*Data rows*.
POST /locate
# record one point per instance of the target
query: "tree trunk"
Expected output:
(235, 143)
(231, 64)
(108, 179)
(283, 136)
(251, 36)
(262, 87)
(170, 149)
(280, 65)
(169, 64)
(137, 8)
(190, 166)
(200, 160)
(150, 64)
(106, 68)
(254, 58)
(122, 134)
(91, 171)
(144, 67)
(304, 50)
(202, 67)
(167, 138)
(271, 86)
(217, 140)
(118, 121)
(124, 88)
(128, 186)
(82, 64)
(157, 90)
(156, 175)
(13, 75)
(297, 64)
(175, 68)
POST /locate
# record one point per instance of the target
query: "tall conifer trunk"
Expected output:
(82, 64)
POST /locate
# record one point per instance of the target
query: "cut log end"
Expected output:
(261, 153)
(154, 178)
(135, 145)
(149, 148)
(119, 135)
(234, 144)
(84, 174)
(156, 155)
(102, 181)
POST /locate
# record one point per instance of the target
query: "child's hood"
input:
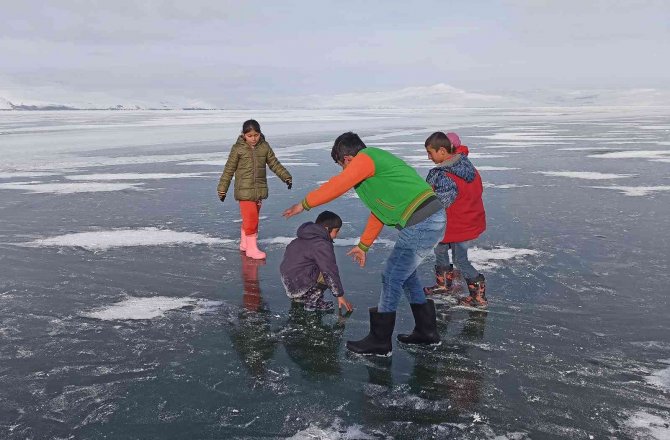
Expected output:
(460, 166)
(312, 231)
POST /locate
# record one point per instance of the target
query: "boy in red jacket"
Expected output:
(458, 185)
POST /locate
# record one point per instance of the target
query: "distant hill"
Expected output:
(421, 97)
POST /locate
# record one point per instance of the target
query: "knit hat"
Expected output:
(454, 139)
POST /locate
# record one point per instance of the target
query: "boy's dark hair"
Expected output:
(251, 124)
(346, 144)
(439, 140)
(330, 220)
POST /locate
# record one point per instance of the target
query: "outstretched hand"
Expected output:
(358, 255)
(293, 210)
(342, 302)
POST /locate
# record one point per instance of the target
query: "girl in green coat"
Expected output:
(247, 162)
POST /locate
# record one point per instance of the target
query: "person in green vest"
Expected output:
(396, 196)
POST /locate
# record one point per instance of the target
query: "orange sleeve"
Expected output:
(360, 168)
(372, 230)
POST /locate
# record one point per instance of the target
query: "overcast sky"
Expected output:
(248, 51)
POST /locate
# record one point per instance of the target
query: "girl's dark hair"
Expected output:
(346, 144)
(330, 220)
(251, 124)
(439, 140)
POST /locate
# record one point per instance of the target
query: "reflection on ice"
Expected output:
(338, 241)
(105, 240)
(489, 259)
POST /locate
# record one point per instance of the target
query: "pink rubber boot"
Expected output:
(243, 240)
(252, 248)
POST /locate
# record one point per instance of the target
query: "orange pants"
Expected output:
(250, 211)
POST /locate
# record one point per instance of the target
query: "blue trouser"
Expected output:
(414, 244)
(459, 253)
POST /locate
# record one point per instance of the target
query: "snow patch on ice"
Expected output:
(69, 188)
(335, 432)
(661, 378)
(134, 176)
(586, 149)
(639, 154)
(588, 175)
(651, 425)
(105, 240)
(488, 168)
(149, 308)
(504, 186)
(636, 191)
(488, 259)
(521, 136)
(24, 174)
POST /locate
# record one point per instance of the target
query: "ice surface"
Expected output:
(108, 239)
(488, 259)
(576, 282)
(69, 188)
(135, 176)
(633, 154)
(636, 191)
(146, 308)
(587, 175)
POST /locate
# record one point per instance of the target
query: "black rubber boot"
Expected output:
(425, 325)
(378, 341)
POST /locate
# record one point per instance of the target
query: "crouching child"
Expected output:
(309, 267)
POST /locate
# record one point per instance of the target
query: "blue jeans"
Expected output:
(414, 244)
(459, 253)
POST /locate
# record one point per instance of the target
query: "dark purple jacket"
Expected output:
(307, 256)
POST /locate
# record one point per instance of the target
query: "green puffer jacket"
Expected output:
(247, 164)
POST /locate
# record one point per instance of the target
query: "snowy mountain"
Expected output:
(438, 95)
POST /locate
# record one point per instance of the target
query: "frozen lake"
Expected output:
(126, 310)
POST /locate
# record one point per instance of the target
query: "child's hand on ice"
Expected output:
(293, 210)
(358, 255)
(342, 302)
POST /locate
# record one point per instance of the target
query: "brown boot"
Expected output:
(477, 298)
(444, 276)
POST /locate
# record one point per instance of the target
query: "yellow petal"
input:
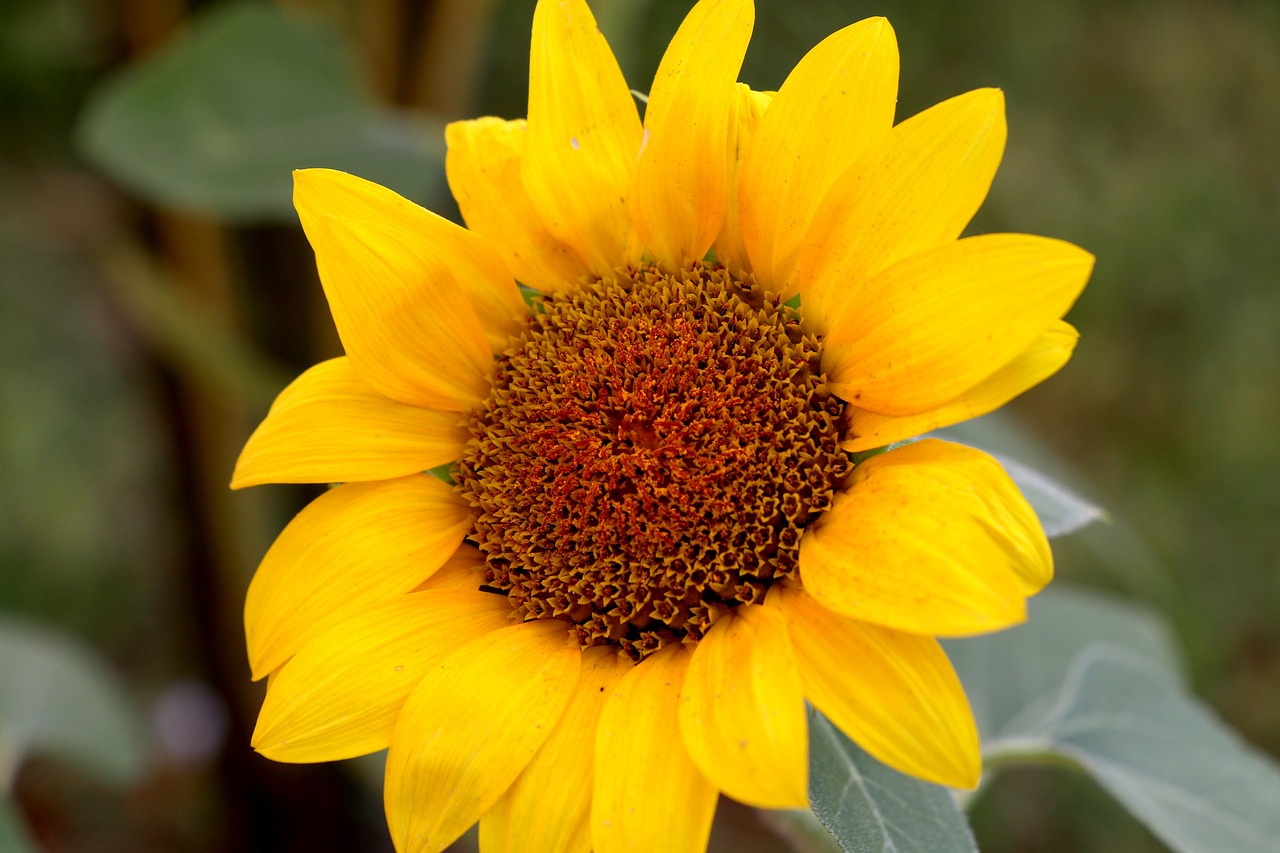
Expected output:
(464, 570)
(352, 546)
(341, 694)
(398, 308)
(476, 269)
(649, 796)
(330, 427)
(1010, 519)
(741, 711)
(681, 181)
(471, 726)
(895, 694)
(929, 328)
(1040, 361)
(584, 136)
(918, 188)
(836, 104)
(483, 165)
(929, 538)
(549, 807)
(748, 106)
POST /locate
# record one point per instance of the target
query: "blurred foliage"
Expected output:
(138, 343)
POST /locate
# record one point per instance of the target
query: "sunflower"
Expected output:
(661, 363)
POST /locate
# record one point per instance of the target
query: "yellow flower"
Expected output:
(658, 546)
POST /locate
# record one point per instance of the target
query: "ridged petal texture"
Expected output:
(484, 168)
(741, 711)
(836, 104)
(549, 806)
(471, 726)
(351, 547)
(1036, 364)
(583, 138)
(398, 299)
(341, 694)
(649, 796)
(682, 177)
(891, 692)
(929, 538)
(370, 615)
(932, 327)
(329, 425)
(914, 190)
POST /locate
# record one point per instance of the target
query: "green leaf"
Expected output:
(13, 831)
(1096, 684)
(869, 807)
(1061, 509)
(59, 698)
(1161, 753)
(218, 119)
(1015, 675)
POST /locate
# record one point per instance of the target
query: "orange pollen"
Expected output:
(649, 455)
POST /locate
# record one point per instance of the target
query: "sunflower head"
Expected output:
(668, 523)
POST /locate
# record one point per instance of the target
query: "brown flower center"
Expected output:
(650, 451)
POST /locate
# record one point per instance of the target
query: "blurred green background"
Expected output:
(155, 293)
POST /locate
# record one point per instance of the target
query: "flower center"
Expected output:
(650, 451)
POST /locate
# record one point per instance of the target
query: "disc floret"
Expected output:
(649, 455)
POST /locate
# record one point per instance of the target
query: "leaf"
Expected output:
(1061, 509)
(58, 697)
(1162, 755)
(219, 118)
(1016, 675)
(13, 831)
(869, 807)
(1096, 683)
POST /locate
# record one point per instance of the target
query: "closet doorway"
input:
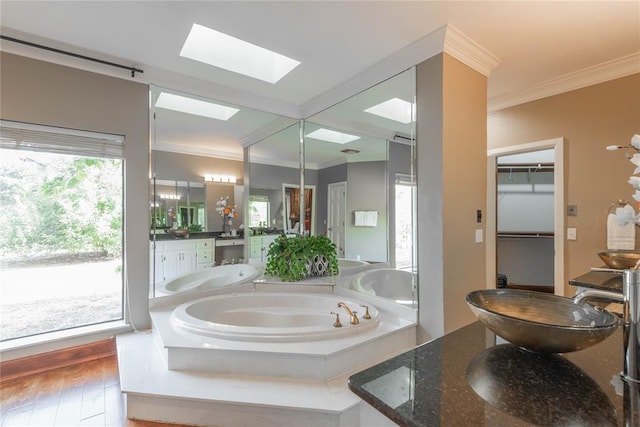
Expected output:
(526, 215)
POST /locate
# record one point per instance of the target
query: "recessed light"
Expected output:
(188, 105)
(395, 109)
(224, 51)
(332, 136)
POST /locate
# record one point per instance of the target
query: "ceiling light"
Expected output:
(332, 136)
(194, 106)
(220, 178)
(395, 109)
(224, 51)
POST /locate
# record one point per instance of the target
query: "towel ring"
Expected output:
(621, 203)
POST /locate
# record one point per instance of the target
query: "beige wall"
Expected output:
(590, 119)
(451, 152)
(44, 93)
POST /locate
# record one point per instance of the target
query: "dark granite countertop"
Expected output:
(465, 378)
(599, 280)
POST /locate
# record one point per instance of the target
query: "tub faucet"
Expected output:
(630, 298)
(352, 314)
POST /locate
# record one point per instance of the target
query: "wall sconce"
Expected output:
(169, 196)
(227, 179)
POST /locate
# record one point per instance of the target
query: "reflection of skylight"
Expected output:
(332, 136)
(195, 106)
(395, 109)
(221, 50)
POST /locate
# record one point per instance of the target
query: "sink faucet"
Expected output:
(352, 314)
(630, 298)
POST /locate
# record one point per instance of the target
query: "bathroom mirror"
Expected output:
(196, 164)
(368, 171)
(375, 169)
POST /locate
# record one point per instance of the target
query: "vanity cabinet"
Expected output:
(259, 246)
(175, 257)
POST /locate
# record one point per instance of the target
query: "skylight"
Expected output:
(395, 109)
(332, 136)
(195, 106)
(224, 51)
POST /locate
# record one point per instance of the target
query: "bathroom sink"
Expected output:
(541, 322)
(620, 260)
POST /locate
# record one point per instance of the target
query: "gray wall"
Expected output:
(44, 93)
(268, 180)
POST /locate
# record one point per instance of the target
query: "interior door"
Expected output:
(336, 217)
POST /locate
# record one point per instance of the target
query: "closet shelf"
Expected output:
(527, 234)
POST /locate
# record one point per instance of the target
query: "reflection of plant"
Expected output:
(627, 215)
(289, 258)
(225, 209)
(195, 228)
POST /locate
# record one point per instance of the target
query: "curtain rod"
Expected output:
(75, 55)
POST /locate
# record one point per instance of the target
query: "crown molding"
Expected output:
(461, 47)
(589, 76)
(445, 39)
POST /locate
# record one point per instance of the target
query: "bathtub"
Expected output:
(272, 317)
(397, 285)
(210, 278)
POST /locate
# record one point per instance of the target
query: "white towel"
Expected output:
(620, 237)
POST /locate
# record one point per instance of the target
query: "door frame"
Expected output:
(342, 184)
(559, 187)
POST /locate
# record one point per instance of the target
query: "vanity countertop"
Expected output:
(194, 236)
(465, 378)
(599, 280)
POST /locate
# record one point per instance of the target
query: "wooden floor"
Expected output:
(86, 394)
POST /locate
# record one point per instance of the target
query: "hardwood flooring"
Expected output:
(85, 394)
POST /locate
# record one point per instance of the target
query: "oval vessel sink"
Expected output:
(620, 260)
(541, 322)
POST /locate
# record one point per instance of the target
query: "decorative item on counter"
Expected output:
(621, 237)
(623, 215)
(227, 212)
(296, 258)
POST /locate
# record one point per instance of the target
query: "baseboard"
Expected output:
(39, 363)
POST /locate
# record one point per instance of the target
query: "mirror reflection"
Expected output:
(361, 166)
(357, 170)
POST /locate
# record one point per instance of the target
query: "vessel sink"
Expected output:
(541, 322)
(620, 260)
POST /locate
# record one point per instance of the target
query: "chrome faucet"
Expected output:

*Exercise goal*.
How many lines in the rows above contain the string "petal"? Treat case as significant, and reply with the number alone.

*Reply*.
2